═══ SOURCE INFORMATION

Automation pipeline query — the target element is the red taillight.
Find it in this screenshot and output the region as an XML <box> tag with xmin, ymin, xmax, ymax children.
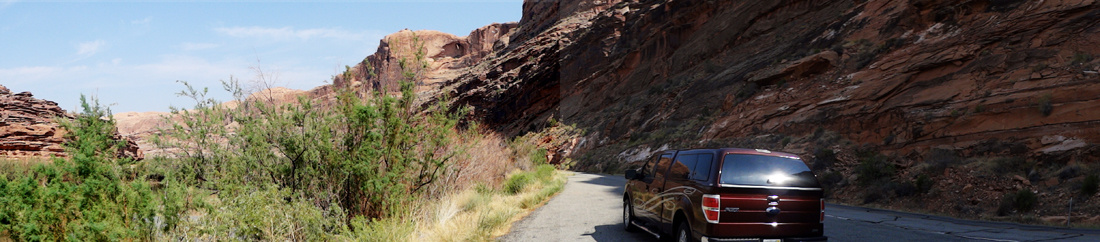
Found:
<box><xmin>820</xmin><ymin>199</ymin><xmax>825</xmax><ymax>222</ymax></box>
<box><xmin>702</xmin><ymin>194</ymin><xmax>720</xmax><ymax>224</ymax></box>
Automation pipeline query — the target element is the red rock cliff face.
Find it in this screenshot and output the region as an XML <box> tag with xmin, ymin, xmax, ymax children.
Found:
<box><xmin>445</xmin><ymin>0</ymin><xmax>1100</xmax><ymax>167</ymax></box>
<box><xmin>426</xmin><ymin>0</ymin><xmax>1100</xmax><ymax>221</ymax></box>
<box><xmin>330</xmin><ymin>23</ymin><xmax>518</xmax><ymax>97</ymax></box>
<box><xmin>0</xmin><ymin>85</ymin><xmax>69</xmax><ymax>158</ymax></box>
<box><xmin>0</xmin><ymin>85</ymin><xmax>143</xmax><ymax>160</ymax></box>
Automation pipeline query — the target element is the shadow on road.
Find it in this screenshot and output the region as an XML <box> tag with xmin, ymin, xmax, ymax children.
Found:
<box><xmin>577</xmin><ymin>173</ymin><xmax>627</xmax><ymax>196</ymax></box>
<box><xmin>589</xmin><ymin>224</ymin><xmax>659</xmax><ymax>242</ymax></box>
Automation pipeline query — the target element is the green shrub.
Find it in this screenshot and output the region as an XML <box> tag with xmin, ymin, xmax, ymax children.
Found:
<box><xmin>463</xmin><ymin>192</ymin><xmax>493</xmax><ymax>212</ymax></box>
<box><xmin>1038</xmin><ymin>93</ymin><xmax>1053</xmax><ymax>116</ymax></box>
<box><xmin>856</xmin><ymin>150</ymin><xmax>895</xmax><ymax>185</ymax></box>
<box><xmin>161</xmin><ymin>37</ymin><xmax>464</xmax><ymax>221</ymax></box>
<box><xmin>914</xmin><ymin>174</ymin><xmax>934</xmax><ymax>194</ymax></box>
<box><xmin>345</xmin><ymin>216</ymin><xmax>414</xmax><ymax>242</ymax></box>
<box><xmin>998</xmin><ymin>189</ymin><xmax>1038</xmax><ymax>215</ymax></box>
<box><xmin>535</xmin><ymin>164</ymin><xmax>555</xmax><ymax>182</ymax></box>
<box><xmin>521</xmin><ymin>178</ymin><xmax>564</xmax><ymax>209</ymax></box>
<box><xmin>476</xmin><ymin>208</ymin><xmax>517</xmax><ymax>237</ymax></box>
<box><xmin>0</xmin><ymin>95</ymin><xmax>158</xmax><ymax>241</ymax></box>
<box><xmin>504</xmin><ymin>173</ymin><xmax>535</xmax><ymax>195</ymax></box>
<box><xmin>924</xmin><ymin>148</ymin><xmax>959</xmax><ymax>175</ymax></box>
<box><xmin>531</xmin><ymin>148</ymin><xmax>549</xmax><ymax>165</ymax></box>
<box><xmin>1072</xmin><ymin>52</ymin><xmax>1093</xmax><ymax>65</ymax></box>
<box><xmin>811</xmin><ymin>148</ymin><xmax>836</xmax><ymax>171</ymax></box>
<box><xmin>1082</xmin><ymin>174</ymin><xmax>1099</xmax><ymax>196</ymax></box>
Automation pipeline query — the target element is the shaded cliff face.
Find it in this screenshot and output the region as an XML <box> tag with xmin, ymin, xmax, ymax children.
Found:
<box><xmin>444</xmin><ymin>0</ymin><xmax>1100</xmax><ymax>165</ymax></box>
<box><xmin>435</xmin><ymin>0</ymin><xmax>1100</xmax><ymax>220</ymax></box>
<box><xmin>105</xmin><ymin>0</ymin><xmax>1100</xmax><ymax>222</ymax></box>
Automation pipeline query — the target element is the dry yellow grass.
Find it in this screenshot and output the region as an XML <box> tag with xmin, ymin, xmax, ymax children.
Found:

══════
═══ SOURCE INFORMATION

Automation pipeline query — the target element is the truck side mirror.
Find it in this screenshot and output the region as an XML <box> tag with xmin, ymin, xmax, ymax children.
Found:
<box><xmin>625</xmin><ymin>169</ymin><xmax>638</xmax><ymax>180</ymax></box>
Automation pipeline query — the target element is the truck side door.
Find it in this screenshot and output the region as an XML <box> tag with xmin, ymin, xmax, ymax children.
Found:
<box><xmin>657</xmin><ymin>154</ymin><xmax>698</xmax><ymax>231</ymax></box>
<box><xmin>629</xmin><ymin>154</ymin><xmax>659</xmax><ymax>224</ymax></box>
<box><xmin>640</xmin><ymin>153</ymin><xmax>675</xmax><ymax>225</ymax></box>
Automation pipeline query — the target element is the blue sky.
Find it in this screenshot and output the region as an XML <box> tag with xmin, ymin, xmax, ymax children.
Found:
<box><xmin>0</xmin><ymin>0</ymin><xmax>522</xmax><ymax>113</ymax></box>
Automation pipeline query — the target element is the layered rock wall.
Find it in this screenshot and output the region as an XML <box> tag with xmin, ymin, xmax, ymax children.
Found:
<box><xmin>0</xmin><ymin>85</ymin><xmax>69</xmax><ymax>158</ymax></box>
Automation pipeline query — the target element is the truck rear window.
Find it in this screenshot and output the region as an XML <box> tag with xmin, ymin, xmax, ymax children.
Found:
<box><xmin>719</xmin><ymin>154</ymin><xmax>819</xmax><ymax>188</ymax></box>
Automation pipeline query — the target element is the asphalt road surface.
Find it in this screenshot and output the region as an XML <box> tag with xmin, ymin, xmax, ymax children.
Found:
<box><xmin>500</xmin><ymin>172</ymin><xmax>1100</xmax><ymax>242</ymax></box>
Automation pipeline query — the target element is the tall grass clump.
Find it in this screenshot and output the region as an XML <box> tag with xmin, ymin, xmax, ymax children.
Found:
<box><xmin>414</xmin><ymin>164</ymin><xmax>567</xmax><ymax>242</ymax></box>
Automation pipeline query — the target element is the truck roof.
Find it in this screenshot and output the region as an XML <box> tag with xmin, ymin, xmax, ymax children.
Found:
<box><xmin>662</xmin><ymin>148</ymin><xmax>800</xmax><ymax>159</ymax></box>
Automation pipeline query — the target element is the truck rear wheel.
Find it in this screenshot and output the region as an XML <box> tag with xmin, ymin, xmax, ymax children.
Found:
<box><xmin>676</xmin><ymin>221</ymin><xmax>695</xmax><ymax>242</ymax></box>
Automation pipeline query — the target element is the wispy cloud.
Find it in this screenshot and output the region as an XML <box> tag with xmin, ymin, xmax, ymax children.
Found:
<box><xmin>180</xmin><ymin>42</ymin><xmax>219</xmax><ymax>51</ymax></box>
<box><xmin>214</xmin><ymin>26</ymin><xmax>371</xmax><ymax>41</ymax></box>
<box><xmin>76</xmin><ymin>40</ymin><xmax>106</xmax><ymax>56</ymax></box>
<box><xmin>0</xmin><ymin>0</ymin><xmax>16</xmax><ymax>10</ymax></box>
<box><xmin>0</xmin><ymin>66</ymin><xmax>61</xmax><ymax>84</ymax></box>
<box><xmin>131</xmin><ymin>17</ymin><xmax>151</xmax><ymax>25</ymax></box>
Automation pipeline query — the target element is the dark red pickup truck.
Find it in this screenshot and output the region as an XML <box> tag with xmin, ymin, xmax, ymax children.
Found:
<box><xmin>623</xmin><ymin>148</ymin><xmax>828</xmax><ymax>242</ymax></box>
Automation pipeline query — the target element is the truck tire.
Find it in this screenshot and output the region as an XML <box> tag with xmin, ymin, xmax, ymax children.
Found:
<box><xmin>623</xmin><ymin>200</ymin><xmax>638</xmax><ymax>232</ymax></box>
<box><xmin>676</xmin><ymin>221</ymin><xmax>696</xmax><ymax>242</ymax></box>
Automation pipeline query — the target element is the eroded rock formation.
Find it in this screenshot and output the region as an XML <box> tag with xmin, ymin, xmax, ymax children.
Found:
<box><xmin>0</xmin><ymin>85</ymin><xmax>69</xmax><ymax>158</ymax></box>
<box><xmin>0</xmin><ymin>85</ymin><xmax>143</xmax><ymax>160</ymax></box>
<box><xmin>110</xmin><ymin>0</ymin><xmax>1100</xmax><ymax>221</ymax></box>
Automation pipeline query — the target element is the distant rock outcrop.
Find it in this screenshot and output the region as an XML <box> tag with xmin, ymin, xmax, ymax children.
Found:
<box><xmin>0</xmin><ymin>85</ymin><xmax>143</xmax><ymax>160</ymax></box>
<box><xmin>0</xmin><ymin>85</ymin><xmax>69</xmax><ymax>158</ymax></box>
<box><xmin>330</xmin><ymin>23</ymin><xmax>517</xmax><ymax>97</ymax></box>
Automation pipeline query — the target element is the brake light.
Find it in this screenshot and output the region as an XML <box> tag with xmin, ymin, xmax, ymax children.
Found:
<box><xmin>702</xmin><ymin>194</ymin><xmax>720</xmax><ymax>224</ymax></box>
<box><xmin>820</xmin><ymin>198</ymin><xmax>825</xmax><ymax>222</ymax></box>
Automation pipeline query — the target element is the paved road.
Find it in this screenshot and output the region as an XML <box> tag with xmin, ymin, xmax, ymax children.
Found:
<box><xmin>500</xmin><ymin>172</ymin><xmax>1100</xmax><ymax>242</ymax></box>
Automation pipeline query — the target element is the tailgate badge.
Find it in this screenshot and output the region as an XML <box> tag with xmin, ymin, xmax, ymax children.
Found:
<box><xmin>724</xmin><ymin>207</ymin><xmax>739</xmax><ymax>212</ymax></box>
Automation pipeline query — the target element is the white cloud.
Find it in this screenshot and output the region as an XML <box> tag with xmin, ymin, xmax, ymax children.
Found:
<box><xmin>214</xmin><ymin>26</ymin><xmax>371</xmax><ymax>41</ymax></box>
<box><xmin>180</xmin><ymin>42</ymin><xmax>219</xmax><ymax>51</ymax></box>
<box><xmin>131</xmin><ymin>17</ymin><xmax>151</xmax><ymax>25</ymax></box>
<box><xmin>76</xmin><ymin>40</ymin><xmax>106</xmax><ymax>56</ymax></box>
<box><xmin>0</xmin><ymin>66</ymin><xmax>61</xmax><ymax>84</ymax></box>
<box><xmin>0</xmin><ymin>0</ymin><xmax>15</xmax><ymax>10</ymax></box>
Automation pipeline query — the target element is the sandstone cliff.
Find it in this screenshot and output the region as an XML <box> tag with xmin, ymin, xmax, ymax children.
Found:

══════

=== WHAT YOU SHOULD DO ===
Each line in the entries above, starting at the line with "truck rear window." and ending at the line with "Automation pipeline query — the target element is the wispy", is to be printed exactly, and only those lines.

=== EXERCISE ANSWER ===
Automation pipeline query — the target element is the truck rear window.
Find it in this screenshot and output the region as an XML <box> tag with xmin, ymin, xmax, ymax children.
Found:
<box><xmin>719</xmin><ymin>154</ymin><xmax>819</xmax><ymax>188</ymax></box>
Automation pipeline query — the target element is the asphalt road surface.
Find it in this screenshot and output the region as an XML <box> tag with xmin, ymin, xmax, ymax children.
Found:
<box><xmin>500</xmin><ymin>172</ymin><xmax>1100</xmax><ymax>242</ymax></box>
Automation pipeline query — the target element is the tall grass clump.
Find it in this screenshot and output the region as an XML <box> tag with xmin, ymin, xmax, ymax children.
Found:
<box><xmin>414</xmin><ymin>164</ymin><xmax>567</xmax><ymax>242</ymax></box>
Automation pipeline query — the target element is the truck roof.
Find it in this screenshot and output the region as an XML <box> tag with xmin, ymin, xmax, ymax children.
Found:
<box><xmin>662</xmin><ymin>148</ymin><xmax>800</xmax><ymax>159</ymax></box>
Automation pipeline query — the target element is the truck rear wheel.
Find it in this screenshot and output the region as an XML <box> tag with xmin, ymin, xmax, ymax children.
Found:
<box><xmin>676</xmin><ymin>221</ymin><xmax>695</xmax><ymax>242</ymax></box>
Automation pipeline query — the target element is the wispy cloud.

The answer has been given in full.